TASK STATEMENT :: Please reproduce every entry, keeping each one exact.

RECORD EXTRACTS ::
============
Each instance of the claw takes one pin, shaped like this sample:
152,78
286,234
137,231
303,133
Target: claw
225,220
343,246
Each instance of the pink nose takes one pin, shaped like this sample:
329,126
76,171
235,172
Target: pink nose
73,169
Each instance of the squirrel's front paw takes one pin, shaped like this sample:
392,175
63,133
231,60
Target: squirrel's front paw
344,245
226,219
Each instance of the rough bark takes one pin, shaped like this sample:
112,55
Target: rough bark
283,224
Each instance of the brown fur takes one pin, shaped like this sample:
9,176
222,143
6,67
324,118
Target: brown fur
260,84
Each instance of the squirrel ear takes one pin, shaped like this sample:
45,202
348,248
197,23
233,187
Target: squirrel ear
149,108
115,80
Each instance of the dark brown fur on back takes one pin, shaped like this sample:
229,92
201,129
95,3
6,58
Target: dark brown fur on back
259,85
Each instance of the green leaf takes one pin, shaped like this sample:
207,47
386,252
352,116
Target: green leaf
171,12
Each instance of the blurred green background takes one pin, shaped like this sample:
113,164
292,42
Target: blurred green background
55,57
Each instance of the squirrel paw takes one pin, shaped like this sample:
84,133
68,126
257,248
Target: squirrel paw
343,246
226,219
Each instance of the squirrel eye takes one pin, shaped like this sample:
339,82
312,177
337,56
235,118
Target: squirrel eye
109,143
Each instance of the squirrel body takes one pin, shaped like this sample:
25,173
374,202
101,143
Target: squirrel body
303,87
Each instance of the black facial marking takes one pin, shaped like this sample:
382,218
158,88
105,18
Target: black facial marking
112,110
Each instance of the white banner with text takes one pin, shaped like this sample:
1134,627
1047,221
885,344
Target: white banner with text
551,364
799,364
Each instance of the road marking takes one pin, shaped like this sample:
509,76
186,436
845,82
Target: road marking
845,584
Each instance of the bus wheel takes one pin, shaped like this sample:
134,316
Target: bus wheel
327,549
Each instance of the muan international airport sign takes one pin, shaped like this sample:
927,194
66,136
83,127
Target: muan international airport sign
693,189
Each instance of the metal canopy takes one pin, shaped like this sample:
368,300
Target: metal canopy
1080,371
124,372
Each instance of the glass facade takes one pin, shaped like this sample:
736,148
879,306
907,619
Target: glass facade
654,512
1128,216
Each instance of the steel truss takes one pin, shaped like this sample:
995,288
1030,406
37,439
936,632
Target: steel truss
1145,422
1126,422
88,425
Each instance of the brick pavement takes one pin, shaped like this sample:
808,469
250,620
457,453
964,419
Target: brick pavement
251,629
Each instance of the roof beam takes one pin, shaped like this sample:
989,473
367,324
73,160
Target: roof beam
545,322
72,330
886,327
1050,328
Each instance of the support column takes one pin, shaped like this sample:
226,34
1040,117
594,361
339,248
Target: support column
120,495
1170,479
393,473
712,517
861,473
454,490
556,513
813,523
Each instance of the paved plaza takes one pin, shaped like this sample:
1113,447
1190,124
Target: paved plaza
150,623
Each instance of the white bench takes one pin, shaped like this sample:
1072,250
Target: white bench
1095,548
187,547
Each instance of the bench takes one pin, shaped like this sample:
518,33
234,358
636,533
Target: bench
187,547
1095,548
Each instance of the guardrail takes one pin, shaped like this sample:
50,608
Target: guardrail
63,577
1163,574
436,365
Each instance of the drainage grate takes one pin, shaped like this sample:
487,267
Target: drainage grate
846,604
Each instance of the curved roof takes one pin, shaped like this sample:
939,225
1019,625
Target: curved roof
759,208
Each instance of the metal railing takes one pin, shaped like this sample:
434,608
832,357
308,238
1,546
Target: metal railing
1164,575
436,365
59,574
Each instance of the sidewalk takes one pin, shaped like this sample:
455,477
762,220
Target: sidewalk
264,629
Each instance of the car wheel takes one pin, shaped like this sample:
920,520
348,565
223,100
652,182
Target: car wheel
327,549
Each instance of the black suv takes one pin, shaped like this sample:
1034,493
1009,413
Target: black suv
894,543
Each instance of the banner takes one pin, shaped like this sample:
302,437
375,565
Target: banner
============
ANSWER SECTION ::
Each instance of the claw takes one pin, shaped like this sample:
152,78
286,234
137,231
303,133
Target: claw
225,220
343,246
Each instance of the pink nose takes one pin, shaped like this sample:
329,126
76,171
235,172
Target: pink nose
73,169
Each instance of the squirrel's front paw takes one pin, shaped like this sample:
392,175
63,133
231,60
Target: squirrel's front paw
344,245
226,219
Each instance of the rough bark takes one pin, shaped like this sample:
112,55
Target: rough bark
283,224
Each instance of the brown fur takes one pin, shaped like this sample:
9,176
222,143
6,67
324,118
Target: brown fur
260,84
Each instance of the squirrel ear takes one pin, shaped like this sample:
45,202
348,248
197,23
233,187
Target: squirrel ear
149,108
115,80
Each instance of the dark brown fur on back takes one pin, shaped like this sample:
229,92
201,129
95,3
6,58
Target: dark brown fur on back
259,85
Each instance of the green leaf takes one pin, shaped like this sample:
207,47
386,252
352,116
Target: green leaf
171,12
Each instance of the blurred green background takes one pin, shaped like this sample:
113,164
292,42
Target: blurred green background
55,57
Each instance of the squirrel paw takes one pin, shaped like this sample:
84,133
68,126
257,248
Target: squirrel paw
343,246
226,219
Each instance of the squirrel eye takes one pin, shaped like this sample:
339,82
312,177
337,56
235,118
Target: squirrel eye
109,143
Each instance of the squirrel body takes one pin, shaped like this sample:
25,173
374,202
101,143
Target: squirrel body
303,87
Each instance of the black facial marking takes one pin, shaped like this sample:
382,218
158,88
105,18
Target: black facial marking
112,110
Each instance of the white banner with text takes one pin, shaped like this sample:
1134,627
1047,221
885,344
Target: white banner with text
551,364
799,364
Each instance of the road marking takes one pin, shaped like this sample:
509,76
186,436
845,82
Target: road marking
845,584
Each instance of the bus wheel takes one pin, shaped like this sample:
134,316
Target: bus wheel
327,549
Each instance of the muan international airport sign takes one pin, shaped like this sample:
927,194
66,136
83,127
Target: muan international airport sign
693,189
Each instance of the metal canopy takes one pin, shaped like this sample:
368,300
Target: metal canopy
1080,371
124,372
Each instance of the glass facade takes one pin, shaped like this sample:
736,148
879,306
907,619
Target: glass facade
654,512
1128,216
Each instance of the steel truss takes one pin, shaped like this sample:
995,288
1030,406
37,439
936,632
Target: steel truss
1145,422
1126,422
88,425
Each instance of the brick pavement takes one pin, shaped like this sample:
808,469
250,620
457,453
964,419
Target: brick pavement
251,629
Each instance of the roof beam takes one pin, shaped like this sample:
989,473
367,324
73,160
Target: roof beam
545,322
72,330
886,327
1050,328
Each instance of the support column takes one pin, shaped like this sample:
226,34
1040,117
594,361
339,248
Target: support column
120,495
1170,479
393,473
712,517
861,473
454,490
556,513
813,523
Each instance of the paved plaza takes one pin, shaped like this sample:
1113,447
1190,124
Target: paved plaza
150,623
Each instance of the white bench takes one pin, shaped like this sample:
1072,250
Target: white bench
1095,548
187,547
Each instance of the bench takes one pin, shaped like this sample:
518,33
234,358
636,533
Target: bench
187,547
1095,548
Each instance of the guardrail takes one pin, shaped like this sample:
50,608
Target: guardrail
63,577
1163,574
436,365
Each instance of the drainage grate takes one pin, shaped like this sample:
487,267
Target: drainage grate
846,604
Each instance of the curved roof takes one pin, shaped like this sample:
939,225
1019,625
Target: curved roof
759,208
Each instance of the metal railing takes one pin, shaped like this sample:
434,608
832,357
308,238
1,546
Target: metal railing
1164,575
436,365
59,574
Each instance of the sidewalk takes one pin, shaped like this sample:
455,477
762,220
Target: sidewalk
264,629
Each instance of the car wheel takes one pin, shaped like this sample:
920,520
348,565
223,100
652,182
Target: car wheel
327,549
Each instance of the black suv takes one pin, shaped like this sample:
1034,493
1009,413
Target: black suv
894,543
Each instance of the banner takes one pin, shaped like this sample:
302,437
375,565
Target: banner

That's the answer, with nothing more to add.